That Time I got Schooled at a Book Club

Photo by Nicole Honeywill on Unsplash

There is a special joy found in talking about fiction and books and ideas with other people who love to do the same thing. As an author, sometimes we even get to go to book clubs and hang out and discuss our own books. Is it a little scary? Yes. Here’s a group of smart people who have their own very distinct view of what makes the perfect book and they want to ask you questions about the one you wrote.

I’ve only done it once.

And I got schooled.

That’s a touch misleading, let me back up. For the most part, the discussion was both interesting and safe. We discussed my journey as a writer, what other works I’ve written, where my ideas come from, all the usual stuff. There was a brief discussion on what my thoughts were on women writing male characters, which led me to assume I might have done it badly, as well as how fantasy is distinct from other genres.

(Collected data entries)
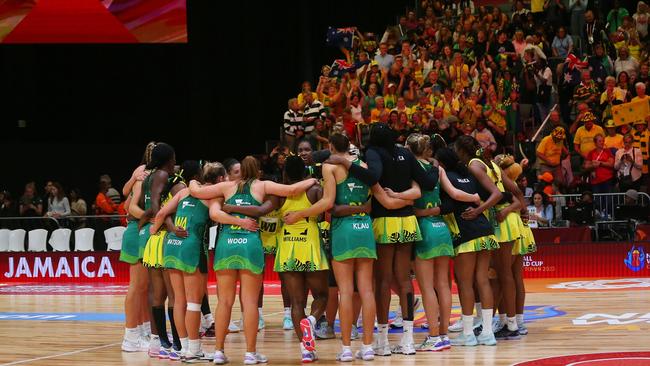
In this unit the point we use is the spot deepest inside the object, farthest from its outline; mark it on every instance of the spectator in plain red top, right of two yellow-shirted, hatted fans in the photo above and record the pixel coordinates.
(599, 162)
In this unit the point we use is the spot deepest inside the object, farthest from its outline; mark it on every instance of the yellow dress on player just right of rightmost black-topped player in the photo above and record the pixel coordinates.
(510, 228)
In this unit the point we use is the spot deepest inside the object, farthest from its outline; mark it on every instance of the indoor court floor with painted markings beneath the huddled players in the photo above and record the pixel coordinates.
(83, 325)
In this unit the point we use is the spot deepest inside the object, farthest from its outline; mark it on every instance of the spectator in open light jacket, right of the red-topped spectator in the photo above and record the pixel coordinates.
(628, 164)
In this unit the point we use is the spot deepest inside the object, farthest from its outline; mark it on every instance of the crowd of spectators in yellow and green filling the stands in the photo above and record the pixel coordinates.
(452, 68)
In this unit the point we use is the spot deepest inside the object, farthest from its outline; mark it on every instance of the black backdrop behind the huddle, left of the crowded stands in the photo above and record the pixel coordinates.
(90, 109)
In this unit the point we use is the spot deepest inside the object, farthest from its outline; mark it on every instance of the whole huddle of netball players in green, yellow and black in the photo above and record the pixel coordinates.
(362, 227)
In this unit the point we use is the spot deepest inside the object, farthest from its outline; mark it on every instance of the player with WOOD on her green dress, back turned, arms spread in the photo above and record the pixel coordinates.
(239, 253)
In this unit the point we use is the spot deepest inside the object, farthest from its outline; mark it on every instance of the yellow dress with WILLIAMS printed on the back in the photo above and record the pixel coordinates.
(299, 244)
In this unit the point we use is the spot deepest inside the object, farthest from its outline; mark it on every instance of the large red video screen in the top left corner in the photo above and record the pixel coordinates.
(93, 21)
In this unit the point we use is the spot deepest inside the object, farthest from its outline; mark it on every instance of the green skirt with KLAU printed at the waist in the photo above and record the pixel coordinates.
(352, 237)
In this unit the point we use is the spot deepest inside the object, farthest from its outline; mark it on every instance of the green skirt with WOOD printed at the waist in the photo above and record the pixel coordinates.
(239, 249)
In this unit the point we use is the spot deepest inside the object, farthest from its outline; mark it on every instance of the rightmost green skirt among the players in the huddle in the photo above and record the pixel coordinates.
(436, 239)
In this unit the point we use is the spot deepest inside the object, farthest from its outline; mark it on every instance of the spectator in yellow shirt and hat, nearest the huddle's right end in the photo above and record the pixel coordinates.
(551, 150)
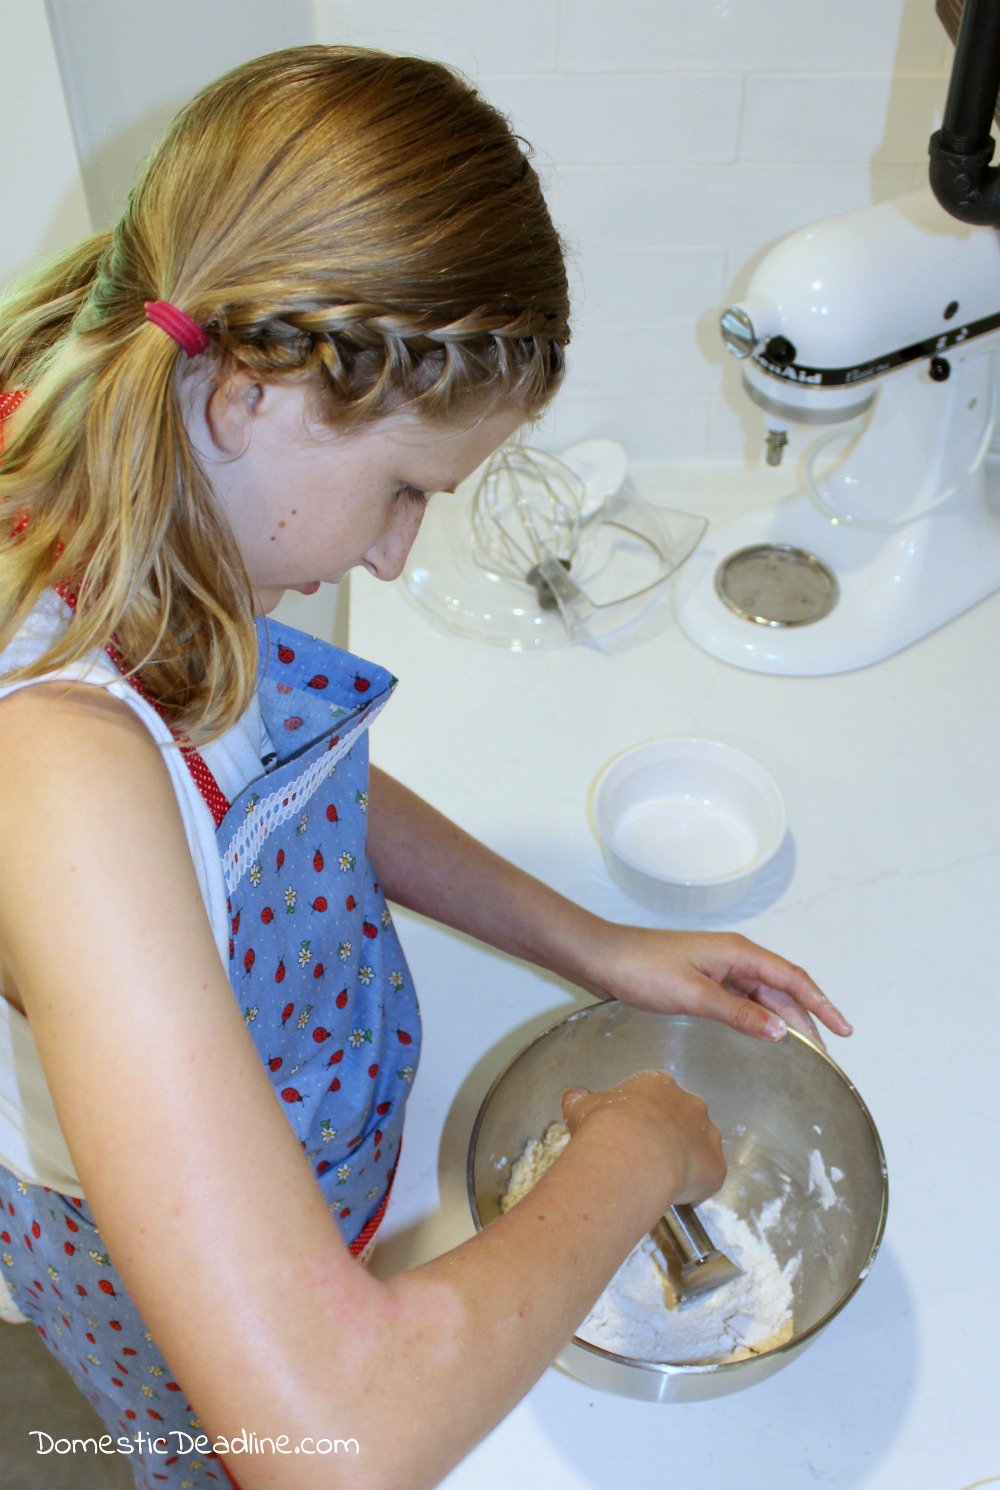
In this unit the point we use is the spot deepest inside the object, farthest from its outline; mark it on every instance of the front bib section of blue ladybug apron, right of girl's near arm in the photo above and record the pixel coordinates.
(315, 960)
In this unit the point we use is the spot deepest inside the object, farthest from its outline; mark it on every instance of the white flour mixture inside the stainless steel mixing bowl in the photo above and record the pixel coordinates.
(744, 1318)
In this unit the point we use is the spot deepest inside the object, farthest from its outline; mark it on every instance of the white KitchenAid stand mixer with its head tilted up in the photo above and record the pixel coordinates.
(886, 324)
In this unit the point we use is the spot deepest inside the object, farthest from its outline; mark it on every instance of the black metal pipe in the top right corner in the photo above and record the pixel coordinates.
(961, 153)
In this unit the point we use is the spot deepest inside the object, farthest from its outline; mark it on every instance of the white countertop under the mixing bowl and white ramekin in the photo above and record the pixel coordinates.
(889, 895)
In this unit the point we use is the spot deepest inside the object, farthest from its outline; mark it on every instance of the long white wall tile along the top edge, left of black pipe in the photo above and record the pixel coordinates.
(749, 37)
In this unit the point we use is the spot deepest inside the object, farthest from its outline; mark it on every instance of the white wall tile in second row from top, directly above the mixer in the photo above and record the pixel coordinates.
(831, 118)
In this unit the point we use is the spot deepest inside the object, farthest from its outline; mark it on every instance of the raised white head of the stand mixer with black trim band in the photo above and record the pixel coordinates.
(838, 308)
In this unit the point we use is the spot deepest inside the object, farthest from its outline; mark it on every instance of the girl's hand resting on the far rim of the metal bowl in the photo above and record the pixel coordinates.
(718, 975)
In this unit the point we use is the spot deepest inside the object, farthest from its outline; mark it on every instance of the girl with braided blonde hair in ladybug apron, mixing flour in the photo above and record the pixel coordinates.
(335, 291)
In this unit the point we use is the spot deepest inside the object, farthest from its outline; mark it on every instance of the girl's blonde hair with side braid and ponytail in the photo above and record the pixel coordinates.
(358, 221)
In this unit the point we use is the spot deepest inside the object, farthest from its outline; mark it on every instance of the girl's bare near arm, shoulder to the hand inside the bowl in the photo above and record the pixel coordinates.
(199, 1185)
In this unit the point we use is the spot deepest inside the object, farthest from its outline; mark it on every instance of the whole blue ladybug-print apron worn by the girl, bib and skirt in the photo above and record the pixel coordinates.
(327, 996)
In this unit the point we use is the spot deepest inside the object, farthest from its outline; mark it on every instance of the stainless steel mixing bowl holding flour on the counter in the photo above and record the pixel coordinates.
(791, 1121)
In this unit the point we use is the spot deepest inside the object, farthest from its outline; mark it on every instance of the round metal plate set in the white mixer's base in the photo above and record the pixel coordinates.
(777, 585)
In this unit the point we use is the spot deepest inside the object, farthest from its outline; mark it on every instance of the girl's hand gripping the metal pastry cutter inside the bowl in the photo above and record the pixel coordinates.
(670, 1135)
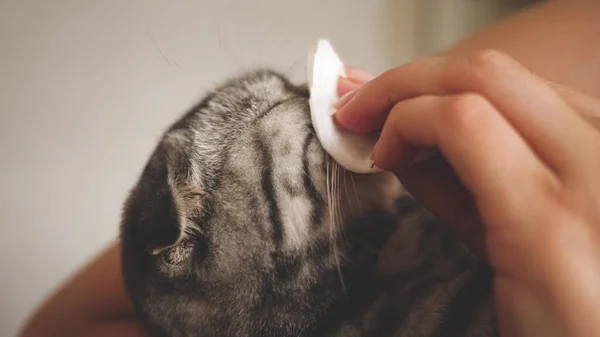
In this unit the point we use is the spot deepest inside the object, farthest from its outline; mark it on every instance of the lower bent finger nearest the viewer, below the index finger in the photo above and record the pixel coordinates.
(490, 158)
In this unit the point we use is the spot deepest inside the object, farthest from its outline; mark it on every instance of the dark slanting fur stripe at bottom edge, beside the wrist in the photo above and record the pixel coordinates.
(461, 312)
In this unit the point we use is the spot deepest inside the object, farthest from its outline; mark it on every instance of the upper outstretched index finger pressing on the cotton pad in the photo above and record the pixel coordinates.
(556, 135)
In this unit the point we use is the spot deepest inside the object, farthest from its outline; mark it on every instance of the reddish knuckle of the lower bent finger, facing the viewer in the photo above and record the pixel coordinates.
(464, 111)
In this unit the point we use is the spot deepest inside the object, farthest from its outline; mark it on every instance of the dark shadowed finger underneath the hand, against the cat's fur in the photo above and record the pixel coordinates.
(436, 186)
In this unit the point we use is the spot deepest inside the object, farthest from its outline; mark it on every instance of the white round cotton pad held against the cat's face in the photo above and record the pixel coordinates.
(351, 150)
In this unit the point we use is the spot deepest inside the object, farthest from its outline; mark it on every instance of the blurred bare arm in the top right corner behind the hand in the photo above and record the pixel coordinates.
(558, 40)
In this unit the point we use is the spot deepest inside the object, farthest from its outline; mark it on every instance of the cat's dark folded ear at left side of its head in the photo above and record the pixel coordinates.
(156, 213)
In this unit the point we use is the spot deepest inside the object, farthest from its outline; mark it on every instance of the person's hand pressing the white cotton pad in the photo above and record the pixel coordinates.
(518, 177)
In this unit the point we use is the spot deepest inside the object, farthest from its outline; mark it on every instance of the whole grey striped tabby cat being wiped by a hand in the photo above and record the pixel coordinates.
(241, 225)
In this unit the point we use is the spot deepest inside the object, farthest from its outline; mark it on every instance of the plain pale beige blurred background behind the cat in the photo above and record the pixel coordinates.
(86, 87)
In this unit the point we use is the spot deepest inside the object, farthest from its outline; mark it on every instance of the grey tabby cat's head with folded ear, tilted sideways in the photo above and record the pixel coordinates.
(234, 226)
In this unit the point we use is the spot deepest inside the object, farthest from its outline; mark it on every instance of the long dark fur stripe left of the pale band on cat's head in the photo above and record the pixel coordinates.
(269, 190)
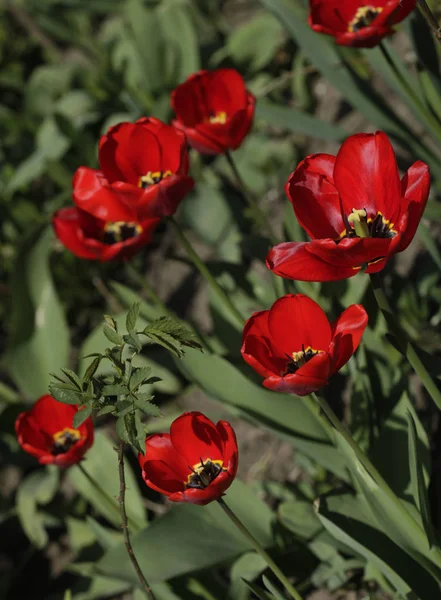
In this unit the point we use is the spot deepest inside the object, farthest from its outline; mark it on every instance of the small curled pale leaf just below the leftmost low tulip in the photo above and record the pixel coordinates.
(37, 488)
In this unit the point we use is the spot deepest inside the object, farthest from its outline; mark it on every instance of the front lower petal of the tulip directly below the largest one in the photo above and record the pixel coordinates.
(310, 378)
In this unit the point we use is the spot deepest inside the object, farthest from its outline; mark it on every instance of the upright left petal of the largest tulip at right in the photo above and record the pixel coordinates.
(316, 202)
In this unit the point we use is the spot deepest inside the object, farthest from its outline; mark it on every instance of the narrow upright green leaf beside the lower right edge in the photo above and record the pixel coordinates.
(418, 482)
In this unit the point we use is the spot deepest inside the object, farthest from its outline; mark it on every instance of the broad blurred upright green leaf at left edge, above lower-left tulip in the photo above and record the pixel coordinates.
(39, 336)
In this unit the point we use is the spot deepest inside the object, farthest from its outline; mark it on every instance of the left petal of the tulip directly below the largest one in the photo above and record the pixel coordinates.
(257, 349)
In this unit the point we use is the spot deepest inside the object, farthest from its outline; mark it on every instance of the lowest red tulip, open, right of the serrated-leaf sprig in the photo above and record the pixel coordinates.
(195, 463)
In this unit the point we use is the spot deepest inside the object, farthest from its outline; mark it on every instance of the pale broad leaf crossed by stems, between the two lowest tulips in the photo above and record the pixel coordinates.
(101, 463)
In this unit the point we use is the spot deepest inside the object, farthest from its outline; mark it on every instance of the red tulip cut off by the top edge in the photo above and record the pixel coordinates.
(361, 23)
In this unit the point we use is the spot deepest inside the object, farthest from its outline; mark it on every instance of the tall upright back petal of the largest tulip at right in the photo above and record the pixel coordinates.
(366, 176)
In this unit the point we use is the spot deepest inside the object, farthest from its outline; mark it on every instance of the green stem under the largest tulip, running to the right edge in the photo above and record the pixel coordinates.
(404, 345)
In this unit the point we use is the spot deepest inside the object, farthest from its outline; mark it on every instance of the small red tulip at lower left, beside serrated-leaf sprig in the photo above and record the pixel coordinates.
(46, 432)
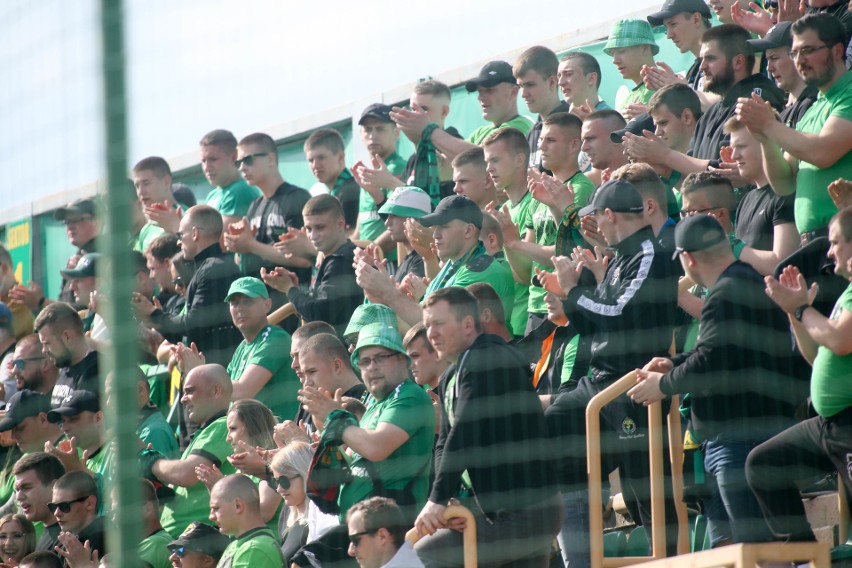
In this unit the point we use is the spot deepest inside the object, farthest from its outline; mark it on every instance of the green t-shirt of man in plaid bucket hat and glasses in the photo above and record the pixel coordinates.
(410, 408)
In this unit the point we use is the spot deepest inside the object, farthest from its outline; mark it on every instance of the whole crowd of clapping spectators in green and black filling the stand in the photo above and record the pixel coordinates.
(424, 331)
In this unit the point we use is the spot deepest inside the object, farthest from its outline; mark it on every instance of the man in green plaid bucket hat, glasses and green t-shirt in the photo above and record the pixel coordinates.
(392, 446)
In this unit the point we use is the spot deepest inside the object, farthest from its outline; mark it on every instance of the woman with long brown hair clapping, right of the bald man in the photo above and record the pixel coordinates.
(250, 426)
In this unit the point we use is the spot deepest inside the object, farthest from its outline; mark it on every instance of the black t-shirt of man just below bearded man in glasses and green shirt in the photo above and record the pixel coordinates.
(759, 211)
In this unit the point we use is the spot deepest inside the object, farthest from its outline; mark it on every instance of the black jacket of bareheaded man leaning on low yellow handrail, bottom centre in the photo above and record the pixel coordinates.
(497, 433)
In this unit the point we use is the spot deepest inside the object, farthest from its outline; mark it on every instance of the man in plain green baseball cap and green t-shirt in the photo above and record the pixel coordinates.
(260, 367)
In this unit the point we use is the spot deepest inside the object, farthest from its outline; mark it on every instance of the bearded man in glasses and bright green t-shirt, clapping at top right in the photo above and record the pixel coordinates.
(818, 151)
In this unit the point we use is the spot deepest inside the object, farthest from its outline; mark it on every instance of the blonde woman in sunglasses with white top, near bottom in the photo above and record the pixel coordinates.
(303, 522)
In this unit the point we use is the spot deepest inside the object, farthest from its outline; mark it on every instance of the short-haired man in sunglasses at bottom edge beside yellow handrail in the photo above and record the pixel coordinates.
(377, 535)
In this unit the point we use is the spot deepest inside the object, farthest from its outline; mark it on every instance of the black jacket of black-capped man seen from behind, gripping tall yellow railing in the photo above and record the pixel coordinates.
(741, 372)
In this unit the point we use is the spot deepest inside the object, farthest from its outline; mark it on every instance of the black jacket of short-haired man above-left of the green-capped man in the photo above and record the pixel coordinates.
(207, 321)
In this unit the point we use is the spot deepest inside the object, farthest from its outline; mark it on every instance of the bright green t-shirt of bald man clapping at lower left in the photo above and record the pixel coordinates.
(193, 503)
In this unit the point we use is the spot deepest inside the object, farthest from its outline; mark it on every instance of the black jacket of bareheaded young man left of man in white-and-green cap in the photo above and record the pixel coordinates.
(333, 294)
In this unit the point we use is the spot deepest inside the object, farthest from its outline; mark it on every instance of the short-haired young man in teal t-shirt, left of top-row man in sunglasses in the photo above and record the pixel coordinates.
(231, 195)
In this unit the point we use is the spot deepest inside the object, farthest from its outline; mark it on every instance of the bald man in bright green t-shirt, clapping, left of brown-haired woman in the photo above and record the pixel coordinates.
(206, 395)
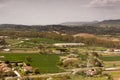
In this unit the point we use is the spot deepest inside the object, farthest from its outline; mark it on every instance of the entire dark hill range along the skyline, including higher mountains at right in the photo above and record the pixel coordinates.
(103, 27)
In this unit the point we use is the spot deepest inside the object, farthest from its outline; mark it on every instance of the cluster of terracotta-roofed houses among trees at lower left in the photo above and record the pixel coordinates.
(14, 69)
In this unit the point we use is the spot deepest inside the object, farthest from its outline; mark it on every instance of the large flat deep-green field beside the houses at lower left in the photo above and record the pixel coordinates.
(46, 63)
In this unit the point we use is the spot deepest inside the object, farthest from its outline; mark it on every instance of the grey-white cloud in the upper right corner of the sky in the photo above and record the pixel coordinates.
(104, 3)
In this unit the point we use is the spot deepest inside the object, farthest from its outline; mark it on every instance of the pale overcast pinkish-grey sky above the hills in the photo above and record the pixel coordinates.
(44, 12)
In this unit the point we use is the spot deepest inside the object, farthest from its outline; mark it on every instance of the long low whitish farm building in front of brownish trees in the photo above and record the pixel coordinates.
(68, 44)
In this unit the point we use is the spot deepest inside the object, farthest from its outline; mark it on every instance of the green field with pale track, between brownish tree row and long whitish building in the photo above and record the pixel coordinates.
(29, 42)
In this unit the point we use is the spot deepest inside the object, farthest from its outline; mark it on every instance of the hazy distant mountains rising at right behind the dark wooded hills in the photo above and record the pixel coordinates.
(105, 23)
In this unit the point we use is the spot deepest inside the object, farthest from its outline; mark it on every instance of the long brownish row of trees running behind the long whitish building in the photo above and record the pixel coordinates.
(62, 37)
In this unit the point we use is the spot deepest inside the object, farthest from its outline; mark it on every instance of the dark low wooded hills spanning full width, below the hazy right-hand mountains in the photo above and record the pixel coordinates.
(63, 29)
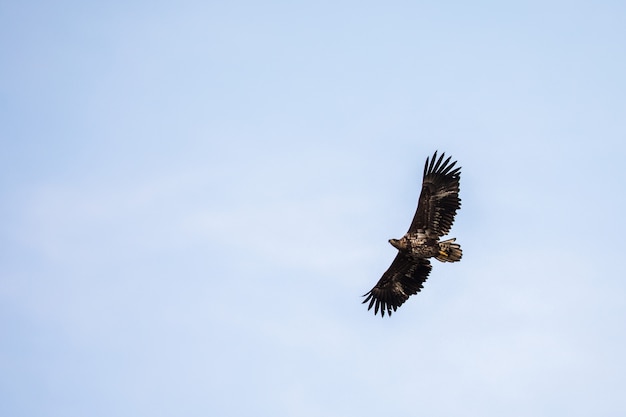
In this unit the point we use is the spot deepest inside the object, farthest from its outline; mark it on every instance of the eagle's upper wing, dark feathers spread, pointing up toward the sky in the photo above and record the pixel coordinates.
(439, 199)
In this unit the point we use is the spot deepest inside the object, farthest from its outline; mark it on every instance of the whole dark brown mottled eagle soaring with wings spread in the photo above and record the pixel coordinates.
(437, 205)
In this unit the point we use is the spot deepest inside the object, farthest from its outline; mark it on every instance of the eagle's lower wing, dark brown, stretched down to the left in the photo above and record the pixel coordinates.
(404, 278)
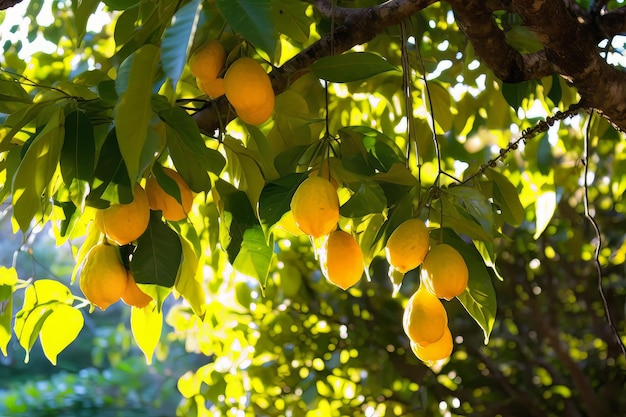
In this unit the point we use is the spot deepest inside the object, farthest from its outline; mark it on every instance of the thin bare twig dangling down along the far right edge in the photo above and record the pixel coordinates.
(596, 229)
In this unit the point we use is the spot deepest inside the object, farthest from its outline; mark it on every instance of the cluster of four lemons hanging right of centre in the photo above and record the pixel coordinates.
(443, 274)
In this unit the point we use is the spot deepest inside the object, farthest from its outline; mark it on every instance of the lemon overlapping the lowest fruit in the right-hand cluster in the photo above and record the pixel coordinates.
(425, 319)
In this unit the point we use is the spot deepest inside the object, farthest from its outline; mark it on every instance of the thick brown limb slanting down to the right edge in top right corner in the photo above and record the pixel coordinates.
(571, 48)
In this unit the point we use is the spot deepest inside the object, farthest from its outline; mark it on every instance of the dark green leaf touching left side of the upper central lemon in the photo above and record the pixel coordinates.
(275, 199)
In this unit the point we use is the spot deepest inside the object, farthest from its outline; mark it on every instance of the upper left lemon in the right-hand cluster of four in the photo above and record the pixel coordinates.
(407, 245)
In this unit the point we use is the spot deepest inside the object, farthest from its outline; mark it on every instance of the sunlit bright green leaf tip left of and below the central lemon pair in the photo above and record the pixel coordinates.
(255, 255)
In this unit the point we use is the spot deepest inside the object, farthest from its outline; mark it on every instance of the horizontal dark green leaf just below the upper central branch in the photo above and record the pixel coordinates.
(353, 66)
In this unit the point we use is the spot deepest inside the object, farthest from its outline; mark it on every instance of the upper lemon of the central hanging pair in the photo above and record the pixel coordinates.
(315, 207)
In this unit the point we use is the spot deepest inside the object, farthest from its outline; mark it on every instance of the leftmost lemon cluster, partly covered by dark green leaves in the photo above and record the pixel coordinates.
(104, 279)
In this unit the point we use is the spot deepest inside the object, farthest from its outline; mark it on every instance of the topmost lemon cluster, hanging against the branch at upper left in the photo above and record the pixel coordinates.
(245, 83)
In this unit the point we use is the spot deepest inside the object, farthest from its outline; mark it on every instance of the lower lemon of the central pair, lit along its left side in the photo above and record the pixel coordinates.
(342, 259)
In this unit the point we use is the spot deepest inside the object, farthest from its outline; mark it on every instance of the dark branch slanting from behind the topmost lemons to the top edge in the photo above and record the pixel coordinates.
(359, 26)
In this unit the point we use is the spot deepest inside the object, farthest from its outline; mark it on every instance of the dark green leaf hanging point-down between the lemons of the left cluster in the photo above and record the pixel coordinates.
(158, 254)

▶ Tasks to perform:
A. Condense the paragraph of the book club post that begins "That's a touch misleading" into a bulleted list that retains its main facts.
B. Resume the book club post, writing on from its last sentence.

▶ Written responses:
A.
- The author calls the claim of having been schooled slightly misleading.
- Most of the discussion was interesting and safe.
- Topics included the author's journey as a writer, the author's other works, and where the author's ideas come from.
- A brief discussion of the author's thoughts on women writing male characters led the author to suspect having done so badly.
- The group also discussed how fantasy is distinct from other genres.

B.
All of those topics are ones I’m super comfortable with because I’ve already explored and talked about all of them in one way or another, some here on the blog. Then I did the dumb.

I got on my soapbox.

The question was something along the lines of, “What’s the hardest part of writing a book?”

My answer in the moment – marketing. But no, I couldn’t just leave it there like a normal person now, could I?

Photo by William Moreland on Unsplash

I started on the whole, for the price of a fancy drink at one of those cute soda stores you could buy a book. The drink will last maybe an hour whereas a book will give hours of entertainment. The majority of authors are struggling to sell their works that they’ve spent years on. I did the math and currently I get paid something like $0.0012 an hour if you take the total number of hours I estimate I spent on writing and editing my first book compared to what I’ve made on it so far. Novel writing is not for the faint of heart my friends.

It was a passionate rant for people to buy more books and support their favorite local authors and it was super thoughtless.

Then came the schooling.

“But Jodi, you’re forgetting that people’s time is valuable. Buying a book means committing hours to reading it. It’s not the price that keeps people from buying more books, but how much available time they have to read them. I’m very selective about the books I buy because my time is valuable. “

Mic drop.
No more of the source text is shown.